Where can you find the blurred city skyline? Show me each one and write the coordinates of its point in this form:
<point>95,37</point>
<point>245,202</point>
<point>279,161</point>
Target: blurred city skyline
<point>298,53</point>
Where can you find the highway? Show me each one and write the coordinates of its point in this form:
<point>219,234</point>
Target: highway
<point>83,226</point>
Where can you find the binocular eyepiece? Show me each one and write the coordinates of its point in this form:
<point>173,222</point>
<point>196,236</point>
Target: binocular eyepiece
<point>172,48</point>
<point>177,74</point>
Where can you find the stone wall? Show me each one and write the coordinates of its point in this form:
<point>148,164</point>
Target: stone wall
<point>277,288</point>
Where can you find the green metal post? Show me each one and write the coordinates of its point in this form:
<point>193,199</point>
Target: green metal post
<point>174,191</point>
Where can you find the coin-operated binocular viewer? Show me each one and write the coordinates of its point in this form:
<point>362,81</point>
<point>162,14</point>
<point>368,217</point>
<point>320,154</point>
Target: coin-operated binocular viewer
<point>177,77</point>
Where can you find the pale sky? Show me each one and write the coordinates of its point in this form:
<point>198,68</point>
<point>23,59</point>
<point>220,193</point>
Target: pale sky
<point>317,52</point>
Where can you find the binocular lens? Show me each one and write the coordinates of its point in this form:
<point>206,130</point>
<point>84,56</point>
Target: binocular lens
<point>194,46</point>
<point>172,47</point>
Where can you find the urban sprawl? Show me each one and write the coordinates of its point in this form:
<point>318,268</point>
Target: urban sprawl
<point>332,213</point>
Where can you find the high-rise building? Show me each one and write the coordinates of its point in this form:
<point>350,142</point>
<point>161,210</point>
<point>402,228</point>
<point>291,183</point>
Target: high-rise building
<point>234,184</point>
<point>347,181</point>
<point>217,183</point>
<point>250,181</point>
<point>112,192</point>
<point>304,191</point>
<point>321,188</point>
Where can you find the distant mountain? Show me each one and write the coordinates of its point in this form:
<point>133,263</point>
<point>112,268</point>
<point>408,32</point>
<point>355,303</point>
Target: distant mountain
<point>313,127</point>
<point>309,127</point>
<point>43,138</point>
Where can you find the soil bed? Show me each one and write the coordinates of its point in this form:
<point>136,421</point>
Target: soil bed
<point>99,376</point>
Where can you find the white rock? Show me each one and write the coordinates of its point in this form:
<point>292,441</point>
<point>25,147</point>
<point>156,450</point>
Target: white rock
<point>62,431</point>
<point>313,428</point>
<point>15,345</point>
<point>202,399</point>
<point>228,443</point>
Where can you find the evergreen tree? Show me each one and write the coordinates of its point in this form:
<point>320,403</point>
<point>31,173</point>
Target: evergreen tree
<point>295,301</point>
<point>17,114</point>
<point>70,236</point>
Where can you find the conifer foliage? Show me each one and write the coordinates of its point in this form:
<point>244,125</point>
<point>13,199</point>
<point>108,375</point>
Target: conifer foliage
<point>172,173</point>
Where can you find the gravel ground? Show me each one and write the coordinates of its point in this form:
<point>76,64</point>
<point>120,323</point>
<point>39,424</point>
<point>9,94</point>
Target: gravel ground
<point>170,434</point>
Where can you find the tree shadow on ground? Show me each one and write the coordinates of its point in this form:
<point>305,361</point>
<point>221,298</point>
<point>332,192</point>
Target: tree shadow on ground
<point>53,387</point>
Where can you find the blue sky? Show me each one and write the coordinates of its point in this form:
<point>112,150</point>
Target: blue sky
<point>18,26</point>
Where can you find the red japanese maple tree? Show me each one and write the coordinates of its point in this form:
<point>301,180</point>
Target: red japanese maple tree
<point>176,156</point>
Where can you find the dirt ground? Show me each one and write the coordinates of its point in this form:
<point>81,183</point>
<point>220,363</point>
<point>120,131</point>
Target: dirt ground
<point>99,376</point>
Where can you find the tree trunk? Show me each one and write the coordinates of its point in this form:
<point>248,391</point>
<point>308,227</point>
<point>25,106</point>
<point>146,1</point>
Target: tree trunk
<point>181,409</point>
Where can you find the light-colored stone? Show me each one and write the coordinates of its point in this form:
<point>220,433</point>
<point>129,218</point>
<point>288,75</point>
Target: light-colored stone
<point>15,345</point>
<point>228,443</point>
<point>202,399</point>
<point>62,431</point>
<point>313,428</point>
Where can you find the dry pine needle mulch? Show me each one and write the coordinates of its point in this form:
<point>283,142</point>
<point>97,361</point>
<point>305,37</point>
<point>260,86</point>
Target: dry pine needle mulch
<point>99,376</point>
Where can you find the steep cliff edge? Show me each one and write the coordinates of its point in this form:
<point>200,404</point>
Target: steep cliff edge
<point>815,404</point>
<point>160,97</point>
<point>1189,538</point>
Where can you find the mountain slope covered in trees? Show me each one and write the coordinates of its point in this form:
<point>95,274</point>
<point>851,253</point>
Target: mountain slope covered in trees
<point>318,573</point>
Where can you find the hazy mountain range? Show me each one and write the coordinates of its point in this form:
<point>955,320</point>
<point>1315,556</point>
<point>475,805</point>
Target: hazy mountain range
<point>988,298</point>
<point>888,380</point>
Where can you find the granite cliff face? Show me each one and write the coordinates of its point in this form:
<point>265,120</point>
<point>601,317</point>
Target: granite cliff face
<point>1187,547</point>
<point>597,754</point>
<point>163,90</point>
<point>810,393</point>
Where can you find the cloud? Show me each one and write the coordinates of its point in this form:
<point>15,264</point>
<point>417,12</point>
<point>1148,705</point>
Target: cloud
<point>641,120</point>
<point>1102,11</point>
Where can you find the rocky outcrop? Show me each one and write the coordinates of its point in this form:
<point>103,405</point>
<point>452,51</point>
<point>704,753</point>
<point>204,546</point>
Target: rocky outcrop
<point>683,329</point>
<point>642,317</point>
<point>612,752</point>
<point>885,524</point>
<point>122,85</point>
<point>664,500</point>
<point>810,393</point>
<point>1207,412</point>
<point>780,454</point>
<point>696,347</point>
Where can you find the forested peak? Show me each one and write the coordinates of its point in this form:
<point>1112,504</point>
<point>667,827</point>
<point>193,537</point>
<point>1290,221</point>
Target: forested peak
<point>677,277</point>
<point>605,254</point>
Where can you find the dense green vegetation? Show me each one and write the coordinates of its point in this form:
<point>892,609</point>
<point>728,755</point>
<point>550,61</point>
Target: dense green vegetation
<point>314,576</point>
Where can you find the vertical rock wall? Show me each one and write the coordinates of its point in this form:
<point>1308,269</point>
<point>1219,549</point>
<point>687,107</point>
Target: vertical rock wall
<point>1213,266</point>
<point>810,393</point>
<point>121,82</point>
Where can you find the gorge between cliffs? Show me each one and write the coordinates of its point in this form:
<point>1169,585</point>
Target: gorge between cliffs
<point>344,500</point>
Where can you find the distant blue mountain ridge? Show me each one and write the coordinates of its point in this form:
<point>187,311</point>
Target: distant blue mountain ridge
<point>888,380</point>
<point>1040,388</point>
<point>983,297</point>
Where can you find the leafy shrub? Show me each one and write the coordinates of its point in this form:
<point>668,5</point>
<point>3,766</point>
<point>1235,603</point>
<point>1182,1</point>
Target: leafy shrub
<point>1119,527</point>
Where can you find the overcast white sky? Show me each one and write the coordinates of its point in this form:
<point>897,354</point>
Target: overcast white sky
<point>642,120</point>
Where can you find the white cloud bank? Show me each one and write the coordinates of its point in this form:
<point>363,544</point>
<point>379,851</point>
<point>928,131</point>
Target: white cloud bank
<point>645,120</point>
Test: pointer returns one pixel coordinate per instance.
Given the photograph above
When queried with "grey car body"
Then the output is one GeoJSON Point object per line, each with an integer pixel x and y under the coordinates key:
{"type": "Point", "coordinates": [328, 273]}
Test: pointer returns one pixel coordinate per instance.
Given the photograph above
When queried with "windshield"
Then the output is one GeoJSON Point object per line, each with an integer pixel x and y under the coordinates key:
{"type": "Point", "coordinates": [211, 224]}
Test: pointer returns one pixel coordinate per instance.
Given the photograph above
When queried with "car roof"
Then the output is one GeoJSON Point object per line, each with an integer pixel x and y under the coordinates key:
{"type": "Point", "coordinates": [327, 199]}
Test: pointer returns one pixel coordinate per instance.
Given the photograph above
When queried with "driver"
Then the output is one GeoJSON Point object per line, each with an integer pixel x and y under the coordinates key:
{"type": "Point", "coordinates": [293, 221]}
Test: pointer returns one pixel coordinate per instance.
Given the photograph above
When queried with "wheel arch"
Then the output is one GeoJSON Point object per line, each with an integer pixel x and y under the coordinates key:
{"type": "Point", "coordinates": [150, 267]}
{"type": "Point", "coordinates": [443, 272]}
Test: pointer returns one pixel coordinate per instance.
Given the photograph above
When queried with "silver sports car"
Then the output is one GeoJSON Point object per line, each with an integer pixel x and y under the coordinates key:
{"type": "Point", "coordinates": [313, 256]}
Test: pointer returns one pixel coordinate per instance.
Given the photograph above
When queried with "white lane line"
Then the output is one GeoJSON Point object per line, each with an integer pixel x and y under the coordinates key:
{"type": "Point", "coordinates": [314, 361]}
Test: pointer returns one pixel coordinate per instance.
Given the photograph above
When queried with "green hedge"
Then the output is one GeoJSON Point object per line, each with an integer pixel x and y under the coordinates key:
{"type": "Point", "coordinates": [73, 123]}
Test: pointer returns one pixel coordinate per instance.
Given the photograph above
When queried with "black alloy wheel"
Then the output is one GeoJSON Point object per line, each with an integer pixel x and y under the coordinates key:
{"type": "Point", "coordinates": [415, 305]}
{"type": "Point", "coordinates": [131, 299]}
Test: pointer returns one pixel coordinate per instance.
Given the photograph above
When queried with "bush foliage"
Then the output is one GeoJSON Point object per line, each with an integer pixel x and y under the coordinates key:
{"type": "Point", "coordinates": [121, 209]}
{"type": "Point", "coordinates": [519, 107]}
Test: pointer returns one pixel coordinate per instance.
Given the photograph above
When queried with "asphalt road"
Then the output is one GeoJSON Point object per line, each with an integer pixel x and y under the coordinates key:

============================================================

**Aim of the exercise**:
Within the material above, extract exactly the lines that start at the line containing "Where can you find the pale" and stop after the line containing "<point>31,173</point>", and only those.

**Answer area**:
Where can you find the pale sky? Show me each one and write the coordinates of its point in this form:
<point>198,68</point>
<point>23,59</point>
<point>220,193</point>
Target: pale sky
<point>317,52</point>
Where can you find the binocular lens? Show me each one and write the coordinates of its point in this form:
<point>206,130</point>
<point>84,56</point>
Target: binocular lens
<point>194,46</point>
<point>172,47</point>
Where can you find the urban sprawl? Show me each one and write the coordinates of its point in this form:
<point>318,268</point>
Target: urban sprawl
<point>332,213</point>
Where can you find the high-rise building? Show me each one and write the coordinates of its point in this form:
<point>350,142</point>
<point>161,210</point>
<point>402,228</point>
<point>291,183</point>
Target: high-rise building
<point>234,184</point>
<point>347,181</point>
<point>217,183</point>
<point>250,181</point>
<point>112,192</point>
<point>304,191</point>
<point>321,188</point>
Where can you find the distant mountain? Show me each one and write the coordinates of its point in this form:
<point>133,263</point>
<point>112,268</point>
<point>408,32</point>
<point>355,303</point>
Target: distant mountain
<point>313,127</point>
<point>309,127</point>
<point>43,138</point>
Where can you find the soil bed? Show me each one and write the coordinates of its point in this form:
<point>136,421</point>
Target: soil bed
<point>99,376</point>
Where can you find the white rock? Show me each one and write the coordinates of its point in this form:
<point>292,441</point>
<point>25,147</point>
<point>156,450</point>
Target: white rock
<point>62,431</point>
<point>313,428</point>
<point>15,345</point>
<point>202,399</point>
<point>228,443</point>
Where can you find the evergreen tree? Show me each one and write the coordinates of its point in this form:
<point>320,403</point>
<point>31,173</point>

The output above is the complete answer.